*Try it:*
Write only the number of lines in the records beneath that hold "below".

*Supplied records:*

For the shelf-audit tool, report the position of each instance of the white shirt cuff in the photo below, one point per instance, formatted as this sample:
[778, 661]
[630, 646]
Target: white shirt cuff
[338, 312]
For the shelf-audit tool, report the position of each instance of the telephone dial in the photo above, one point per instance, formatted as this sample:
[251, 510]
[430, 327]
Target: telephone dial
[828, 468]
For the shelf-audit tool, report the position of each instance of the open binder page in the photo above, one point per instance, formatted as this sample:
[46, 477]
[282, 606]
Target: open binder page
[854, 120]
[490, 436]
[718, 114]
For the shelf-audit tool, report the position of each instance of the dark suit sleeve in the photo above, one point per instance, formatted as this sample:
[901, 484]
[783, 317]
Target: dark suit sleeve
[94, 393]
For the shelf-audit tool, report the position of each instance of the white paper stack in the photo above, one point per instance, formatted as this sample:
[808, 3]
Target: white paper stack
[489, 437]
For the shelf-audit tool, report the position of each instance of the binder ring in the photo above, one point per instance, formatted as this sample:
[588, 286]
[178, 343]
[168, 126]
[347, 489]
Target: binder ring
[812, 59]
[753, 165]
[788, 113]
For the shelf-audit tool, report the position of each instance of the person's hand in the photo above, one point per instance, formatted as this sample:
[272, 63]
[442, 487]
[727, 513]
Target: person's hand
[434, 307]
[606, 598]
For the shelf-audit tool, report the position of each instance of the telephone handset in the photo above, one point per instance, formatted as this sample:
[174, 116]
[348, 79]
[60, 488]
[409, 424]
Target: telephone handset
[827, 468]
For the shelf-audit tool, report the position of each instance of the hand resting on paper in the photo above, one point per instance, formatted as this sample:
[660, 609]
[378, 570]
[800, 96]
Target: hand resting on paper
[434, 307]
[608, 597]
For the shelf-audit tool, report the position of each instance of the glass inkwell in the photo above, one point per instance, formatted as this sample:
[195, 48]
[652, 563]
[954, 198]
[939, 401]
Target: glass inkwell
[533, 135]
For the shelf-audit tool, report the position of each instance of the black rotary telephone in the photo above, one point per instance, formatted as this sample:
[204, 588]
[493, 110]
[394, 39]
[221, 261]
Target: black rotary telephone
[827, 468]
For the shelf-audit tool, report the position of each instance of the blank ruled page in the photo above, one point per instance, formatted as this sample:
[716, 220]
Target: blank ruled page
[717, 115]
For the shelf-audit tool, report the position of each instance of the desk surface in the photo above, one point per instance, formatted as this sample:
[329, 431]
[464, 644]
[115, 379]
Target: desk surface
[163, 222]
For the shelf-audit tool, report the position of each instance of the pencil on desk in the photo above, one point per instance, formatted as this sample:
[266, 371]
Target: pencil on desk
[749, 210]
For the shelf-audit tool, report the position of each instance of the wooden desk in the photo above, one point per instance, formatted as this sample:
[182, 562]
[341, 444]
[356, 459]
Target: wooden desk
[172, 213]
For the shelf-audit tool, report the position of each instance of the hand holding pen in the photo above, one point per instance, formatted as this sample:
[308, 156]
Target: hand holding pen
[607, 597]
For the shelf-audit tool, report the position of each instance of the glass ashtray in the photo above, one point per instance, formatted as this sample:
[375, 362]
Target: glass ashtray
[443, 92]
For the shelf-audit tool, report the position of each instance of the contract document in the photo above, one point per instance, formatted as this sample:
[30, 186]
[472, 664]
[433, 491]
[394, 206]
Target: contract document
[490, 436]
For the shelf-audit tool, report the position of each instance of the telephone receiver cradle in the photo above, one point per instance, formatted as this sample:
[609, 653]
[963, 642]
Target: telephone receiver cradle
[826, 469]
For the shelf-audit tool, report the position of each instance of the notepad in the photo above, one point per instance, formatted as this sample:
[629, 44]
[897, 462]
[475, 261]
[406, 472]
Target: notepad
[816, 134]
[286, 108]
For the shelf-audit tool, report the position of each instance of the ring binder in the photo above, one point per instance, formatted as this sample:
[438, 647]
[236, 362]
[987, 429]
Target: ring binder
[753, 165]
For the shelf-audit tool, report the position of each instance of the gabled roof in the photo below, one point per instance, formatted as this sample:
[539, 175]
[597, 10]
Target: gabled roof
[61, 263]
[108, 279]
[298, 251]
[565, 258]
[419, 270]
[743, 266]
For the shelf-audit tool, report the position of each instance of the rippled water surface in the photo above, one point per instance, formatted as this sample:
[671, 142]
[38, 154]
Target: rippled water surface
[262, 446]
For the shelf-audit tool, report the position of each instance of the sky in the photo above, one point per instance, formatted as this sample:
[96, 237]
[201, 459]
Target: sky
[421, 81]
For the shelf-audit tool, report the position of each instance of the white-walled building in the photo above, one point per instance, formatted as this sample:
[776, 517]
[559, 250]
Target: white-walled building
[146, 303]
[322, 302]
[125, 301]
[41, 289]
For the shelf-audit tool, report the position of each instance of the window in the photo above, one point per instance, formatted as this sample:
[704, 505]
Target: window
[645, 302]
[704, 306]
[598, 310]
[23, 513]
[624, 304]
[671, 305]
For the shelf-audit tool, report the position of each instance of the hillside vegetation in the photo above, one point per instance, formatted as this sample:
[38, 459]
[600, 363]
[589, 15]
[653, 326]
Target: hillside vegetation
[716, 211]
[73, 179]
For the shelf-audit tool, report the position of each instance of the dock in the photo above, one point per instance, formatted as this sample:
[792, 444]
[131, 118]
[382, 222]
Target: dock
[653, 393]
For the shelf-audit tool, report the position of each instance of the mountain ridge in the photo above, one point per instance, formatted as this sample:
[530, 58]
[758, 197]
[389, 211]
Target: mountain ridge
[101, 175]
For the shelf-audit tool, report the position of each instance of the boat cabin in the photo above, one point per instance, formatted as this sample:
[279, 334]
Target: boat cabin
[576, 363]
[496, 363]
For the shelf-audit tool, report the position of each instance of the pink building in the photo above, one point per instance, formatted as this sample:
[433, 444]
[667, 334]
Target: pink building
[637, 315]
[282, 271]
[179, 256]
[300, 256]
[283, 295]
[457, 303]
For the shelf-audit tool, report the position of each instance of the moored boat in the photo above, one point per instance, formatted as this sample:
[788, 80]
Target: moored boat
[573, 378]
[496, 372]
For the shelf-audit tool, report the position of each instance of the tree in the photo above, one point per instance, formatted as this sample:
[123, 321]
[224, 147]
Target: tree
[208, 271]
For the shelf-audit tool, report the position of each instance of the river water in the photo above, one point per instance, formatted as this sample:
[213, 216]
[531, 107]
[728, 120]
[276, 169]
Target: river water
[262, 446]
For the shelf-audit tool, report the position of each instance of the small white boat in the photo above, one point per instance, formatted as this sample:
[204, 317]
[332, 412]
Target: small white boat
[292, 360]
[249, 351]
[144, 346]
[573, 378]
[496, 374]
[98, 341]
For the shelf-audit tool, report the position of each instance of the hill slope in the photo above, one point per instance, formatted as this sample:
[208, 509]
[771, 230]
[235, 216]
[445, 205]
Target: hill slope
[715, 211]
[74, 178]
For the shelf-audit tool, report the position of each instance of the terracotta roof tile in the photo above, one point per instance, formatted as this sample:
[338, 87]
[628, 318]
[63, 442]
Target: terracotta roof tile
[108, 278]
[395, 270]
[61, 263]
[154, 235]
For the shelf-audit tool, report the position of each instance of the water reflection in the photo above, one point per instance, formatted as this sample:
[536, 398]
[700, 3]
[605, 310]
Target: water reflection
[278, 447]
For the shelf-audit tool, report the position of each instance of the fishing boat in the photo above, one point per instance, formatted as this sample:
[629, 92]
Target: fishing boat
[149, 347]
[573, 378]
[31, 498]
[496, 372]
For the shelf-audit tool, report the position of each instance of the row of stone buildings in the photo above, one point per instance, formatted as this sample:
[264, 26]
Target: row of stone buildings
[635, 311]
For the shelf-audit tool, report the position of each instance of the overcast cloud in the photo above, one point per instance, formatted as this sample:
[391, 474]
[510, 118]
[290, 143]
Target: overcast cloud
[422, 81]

*Solution for this problem:*
2